● WORK TASK A: From the blog archive, output the stretch from "dear bush, welcome" through "it to canada." verbatim.
● WORK TASK B:
Answer these questions from the blog archive:
(i) By the end of which year did Bush call for setting a long-term goal for greenhouse gas reductions?
(ii) How much did Bush request to fight AIDS?
(iii) To which country does the post say to hightail it after evading the no-fly ban?

● TEXT SEGMENT:
──────

Skunkgal - Too Much Skunk In Your Junk

Archive for May, 2007

jesse says i’m too angry

damn right.

Bush Calls for Global Emissions Goals

President Bush today outlined what he described as a new initiative to combat global warming, calling on other nations to work with the United States in setting a long-term goal by the end of 2008 for reductions in greenhouse gases.

dear bush, welcome to the party that many many many of your counterparts have already been at for years. congrats on realizing the glaringly obvious and for doing what requires little imagination.
we all give you a pat on the back for your success. gold star. you’ve earned an extra 10 minutes of recess.

and finally, something i can agree with christian conservatives about:
Bush Requests $30 Billion to Fight AIDS
instead of oppressing people, they now want to help. how excellent.

if you had a highly contagious, hard-to-kill, deadly form of TB

and health officials said, “don’t get on that plane or you might start a worldwide epidemic.” what would you do?

hop on a plane for paris, bitches! and when they try to quarantine you in italy, you definitely should evade the no-fly ban they placed on you and hightail it to canada.

──────

[Dataset entries]
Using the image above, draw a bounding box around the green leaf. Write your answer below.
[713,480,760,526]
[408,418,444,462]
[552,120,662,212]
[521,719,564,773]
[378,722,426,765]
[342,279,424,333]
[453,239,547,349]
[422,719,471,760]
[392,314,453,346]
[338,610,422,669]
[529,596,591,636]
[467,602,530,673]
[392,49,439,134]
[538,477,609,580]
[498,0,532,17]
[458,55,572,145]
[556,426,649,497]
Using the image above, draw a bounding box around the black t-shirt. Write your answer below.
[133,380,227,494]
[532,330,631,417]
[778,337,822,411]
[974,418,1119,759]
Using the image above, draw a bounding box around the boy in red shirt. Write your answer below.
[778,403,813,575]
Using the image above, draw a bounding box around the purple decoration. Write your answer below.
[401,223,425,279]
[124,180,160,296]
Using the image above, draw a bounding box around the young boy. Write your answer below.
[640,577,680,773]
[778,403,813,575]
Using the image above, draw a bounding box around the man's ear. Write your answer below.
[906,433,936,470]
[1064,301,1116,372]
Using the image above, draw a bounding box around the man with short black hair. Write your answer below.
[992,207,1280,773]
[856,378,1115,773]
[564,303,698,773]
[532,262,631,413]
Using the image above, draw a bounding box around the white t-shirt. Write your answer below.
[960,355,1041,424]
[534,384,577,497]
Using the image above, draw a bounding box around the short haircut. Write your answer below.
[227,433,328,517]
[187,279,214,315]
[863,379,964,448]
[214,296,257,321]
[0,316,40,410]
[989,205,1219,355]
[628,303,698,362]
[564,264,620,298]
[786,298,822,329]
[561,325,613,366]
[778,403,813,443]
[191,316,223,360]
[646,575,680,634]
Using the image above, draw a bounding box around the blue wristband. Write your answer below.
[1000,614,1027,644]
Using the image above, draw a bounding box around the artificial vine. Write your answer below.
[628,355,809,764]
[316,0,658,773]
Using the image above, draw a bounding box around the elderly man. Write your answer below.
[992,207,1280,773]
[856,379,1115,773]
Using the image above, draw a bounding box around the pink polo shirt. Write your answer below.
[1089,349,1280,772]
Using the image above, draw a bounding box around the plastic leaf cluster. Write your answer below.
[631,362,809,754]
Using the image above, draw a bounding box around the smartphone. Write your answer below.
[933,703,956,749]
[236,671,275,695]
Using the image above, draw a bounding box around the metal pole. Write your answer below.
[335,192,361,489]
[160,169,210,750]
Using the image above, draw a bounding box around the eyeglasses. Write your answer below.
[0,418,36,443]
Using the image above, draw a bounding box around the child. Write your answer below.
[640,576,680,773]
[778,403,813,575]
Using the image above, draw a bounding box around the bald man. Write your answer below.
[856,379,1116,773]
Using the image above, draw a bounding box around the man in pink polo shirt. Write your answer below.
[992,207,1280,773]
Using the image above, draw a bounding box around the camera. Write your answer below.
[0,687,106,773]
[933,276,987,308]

──────

● WRITTEN SOLUTION A:
dear bush, welcome to the party that many many many of your counterparts have already been at for years. congrats on realizing the glaringly obvious and for doing what requires little imagination.
we all give you a pat on the back for your success. gold star. you’ve earned an extra 10 minutes of recess.

and finally, something i can agree with christian conservatives about:
Bush Requests $30 Billion to Fight AIDS
instead of oppressing people, they now want to help. how excellent.

if you had a highly contagious, hard-to-kill, deadly form of TB

and health officials said, “don’t get on that plane or you might start a worldwide epidemic.” what would you do?

hop on a plane for paris, bitches! and when they try to quarantine you in italy, you definitely should evade the no-fly ban they placed on you and hightail it to canada.

● WRITTEN SOLUTION B:
(i) 2008
(ii) $30 billion
(iii) Canada